#### PROVIDED DATA ####

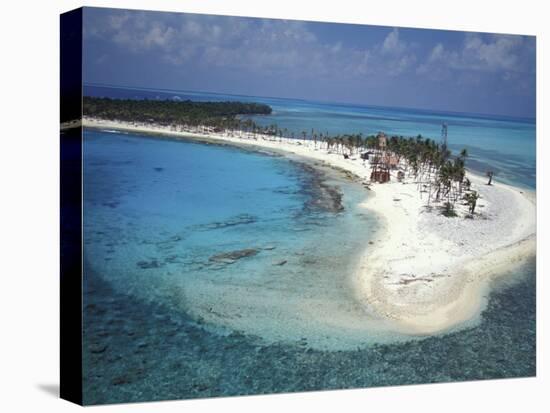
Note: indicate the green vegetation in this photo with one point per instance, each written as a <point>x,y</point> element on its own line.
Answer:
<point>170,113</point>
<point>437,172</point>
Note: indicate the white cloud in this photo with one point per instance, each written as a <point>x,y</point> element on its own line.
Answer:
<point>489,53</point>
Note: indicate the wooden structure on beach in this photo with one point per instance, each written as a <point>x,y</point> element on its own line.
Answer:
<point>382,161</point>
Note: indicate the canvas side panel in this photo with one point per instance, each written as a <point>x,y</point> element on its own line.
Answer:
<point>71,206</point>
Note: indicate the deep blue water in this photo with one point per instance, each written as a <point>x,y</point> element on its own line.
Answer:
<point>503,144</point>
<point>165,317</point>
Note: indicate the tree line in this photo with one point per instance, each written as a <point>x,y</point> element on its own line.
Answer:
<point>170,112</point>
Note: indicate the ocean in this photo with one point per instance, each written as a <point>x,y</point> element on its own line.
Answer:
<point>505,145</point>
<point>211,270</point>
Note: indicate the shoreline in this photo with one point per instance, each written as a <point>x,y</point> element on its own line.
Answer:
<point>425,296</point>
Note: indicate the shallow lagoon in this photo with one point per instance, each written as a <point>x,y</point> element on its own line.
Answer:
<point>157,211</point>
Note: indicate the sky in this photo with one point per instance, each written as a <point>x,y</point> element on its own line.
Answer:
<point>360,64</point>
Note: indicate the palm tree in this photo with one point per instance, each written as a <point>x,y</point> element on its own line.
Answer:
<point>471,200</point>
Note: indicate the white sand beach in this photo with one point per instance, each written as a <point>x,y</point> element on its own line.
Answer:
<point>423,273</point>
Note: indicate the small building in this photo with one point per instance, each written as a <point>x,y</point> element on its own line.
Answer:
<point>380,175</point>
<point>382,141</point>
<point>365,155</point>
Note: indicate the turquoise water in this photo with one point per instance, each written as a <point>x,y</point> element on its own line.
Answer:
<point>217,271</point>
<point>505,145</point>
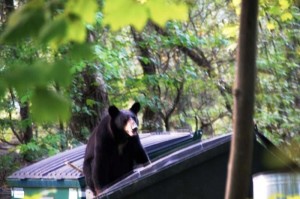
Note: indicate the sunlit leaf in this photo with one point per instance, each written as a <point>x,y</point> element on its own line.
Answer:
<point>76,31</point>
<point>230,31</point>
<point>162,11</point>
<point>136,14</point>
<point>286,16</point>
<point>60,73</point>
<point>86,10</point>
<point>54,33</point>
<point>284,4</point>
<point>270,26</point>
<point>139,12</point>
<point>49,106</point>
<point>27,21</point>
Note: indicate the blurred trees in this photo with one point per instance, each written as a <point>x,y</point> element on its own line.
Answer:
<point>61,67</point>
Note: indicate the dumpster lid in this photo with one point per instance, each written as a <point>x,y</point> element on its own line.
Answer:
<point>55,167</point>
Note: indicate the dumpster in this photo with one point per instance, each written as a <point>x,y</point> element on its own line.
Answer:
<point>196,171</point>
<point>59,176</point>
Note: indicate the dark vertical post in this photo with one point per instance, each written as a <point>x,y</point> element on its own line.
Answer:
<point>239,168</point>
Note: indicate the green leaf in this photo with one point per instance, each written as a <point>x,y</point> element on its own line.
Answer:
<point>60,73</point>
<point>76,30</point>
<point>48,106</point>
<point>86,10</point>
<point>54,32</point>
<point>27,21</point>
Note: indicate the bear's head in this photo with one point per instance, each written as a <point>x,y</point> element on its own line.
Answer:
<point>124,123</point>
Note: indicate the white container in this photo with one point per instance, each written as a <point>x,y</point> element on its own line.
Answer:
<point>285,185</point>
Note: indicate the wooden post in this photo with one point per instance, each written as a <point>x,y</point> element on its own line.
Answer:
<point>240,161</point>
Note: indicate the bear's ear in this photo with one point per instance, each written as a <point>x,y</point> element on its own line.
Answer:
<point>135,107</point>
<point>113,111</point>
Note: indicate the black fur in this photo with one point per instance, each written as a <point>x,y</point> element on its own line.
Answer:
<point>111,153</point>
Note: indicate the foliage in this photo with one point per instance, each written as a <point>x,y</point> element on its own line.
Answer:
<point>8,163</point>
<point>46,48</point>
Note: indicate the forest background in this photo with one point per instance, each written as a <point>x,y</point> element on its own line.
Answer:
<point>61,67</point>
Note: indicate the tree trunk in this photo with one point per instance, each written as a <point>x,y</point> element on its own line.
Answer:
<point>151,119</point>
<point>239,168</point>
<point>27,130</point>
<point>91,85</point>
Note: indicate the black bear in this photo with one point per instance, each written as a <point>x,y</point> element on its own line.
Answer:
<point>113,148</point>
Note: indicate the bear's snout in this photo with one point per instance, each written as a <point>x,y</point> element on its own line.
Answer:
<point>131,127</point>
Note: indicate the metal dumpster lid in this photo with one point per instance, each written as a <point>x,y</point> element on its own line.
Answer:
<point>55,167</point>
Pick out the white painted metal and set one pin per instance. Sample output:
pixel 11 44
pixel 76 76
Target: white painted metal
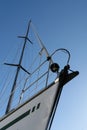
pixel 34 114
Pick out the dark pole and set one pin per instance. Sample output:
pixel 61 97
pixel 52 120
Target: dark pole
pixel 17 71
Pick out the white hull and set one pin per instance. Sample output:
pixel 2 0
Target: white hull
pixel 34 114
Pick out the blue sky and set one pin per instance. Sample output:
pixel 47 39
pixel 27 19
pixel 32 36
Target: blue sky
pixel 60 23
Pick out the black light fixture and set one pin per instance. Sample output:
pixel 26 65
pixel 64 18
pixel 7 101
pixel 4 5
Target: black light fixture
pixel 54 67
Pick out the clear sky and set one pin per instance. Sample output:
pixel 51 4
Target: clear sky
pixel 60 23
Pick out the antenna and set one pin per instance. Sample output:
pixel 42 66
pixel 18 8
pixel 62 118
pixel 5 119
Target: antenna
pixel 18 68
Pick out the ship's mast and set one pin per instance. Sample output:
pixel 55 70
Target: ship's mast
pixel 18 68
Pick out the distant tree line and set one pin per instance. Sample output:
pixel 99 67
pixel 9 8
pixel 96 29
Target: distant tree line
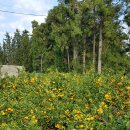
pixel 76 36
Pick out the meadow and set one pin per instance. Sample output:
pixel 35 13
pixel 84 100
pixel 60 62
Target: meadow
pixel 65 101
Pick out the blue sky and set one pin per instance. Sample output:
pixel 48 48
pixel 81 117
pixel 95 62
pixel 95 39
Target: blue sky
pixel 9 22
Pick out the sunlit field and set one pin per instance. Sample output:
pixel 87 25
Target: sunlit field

####
#### PROVIDED DATA ####

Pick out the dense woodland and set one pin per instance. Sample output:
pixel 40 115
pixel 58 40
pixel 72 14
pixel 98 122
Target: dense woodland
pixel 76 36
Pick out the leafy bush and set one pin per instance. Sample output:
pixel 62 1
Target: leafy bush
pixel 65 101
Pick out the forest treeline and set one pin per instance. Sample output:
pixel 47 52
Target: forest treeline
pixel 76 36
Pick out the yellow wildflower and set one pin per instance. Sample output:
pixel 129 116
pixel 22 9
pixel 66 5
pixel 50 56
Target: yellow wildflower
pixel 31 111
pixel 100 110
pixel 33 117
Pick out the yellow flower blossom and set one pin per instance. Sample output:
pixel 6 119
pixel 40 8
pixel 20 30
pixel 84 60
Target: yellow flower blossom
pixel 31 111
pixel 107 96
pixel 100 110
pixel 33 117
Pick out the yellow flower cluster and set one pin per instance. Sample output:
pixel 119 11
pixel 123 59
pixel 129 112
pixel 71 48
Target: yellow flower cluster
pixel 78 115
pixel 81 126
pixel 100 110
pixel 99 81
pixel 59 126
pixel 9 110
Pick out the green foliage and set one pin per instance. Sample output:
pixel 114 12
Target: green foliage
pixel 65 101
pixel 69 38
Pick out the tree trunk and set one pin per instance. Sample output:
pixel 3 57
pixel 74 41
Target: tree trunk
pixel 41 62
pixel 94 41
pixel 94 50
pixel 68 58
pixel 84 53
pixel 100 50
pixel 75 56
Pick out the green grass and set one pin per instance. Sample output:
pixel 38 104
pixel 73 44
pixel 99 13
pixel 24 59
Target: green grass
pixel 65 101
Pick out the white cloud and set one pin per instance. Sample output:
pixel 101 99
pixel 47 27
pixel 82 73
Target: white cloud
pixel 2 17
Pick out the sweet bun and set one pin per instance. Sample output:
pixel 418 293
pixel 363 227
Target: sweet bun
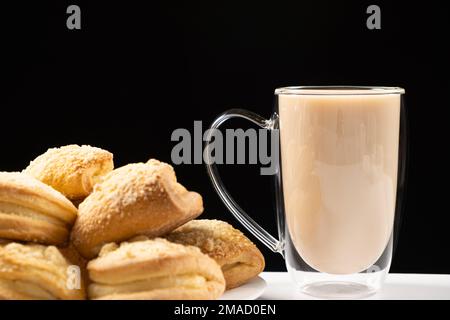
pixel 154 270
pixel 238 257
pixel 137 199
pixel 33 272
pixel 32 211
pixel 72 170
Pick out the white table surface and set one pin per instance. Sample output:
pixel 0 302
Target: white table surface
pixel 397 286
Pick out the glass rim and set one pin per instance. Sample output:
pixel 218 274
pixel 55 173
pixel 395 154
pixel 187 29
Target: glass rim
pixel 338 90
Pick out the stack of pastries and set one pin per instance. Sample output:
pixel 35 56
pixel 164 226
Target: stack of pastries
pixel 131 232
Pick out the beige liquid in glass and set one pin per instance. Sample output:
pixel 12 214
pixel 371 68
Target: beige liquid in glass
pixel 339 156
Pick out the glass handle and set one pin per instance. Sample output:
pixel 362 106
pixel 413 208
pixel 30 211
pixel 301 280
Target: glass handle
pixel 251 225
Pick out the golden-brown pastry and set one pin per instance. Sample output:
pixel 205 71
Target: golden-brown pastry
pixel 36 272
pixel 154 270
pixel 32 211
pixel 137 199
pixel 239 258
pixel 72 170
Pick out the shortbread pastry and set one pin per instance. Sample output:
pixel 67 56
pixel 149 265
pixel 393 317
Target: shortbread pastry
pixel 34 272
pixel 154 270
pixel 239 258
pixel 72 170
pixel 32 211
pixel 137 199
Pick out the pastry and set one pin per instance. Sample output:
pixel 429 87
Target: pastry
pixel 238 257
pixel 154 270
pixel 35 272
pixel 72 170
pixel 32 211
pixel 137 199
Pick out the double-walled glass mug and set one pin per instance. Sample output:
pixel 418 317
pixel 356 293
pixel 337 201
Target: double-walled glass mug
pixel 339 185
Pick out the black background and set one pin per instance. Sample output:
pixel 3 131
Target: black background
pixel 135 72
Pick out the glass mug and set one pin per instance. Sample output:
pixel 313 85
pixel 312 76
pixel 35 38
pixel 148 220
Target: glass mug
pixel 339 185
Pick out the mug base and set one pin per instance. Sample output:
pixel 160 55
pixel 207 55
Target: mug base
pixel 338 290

####

- _WHAT THE TASK REQUIRES_
Restate word for word the lines of the data above, starting at the line containing "pixel 95 62" and ending at the line containing "Target: sunlit field", both included, and nothing more.

- _ANSWER SECTION_
pixel 95 62
pixel 95 39
Target: blue sky
pixel 9 22
Pick out the sunlit field and set one pin per instance. Sample output:
pixel 87 25
Target: sunlit field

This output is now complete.